--- RECORDS PROVIDED Enclosed Below ---

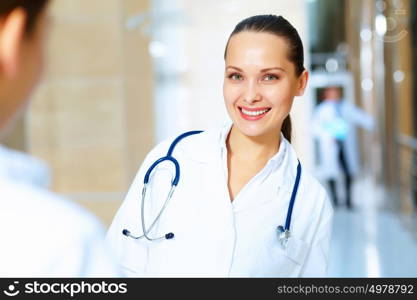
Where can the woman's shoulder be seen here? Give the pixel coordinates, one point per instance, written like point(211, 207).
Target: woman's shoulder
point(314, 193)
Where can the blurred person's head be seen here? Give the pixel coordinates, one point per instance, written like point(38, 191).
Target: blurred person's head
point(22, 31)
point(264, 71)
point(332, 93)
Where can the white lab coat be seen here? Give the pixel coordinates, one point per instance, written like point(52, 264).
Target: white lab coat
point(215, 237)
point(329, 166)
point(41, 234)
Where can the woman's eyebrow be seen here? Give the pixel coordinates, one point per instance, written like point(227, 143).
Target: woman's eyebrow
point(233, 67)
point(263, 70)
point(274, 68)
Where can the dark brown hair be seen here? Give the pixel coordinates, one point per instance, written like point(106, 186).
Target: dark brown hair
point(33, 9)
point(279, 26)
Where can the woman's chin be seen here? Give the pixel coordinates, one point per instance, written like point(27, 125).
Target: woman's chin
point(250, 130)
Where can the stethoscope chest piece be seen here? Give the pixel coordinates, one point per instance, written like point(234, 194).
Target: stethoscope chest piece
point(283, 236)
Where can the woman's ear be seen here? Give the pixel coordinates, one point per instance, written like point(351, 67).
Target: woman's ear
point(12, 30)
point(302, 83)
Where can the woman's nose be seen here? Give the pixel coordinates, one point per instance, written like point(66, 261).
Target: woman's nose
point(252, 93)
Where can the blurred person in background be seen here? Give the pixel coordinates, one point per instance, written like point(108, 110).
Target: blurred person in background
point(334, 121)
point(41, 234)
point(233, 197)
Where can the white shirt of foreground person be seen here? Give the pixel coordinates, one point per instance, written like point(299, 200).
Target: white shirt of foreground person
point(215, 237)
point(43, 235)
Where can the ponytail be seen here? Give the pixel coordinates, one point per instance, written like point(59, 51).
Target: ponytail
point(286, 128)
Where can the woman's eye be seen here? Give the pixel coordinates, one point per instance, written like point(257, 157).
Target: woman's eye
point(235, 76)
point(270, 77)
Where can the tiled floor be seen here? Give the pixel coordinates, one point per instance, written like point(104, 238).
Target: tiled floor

--- End of Enclosed RECORDS PROVIDED ---

**PROBLEM TO WORK ON**
The result is a copy of every line above where the word "tiled" shows up.

**WRITTEN RESPONSE**
Where can the tiled floor be seen here? Give the pixel coordinates, one point per instance, written like point(104, 238).
Target: tiled floor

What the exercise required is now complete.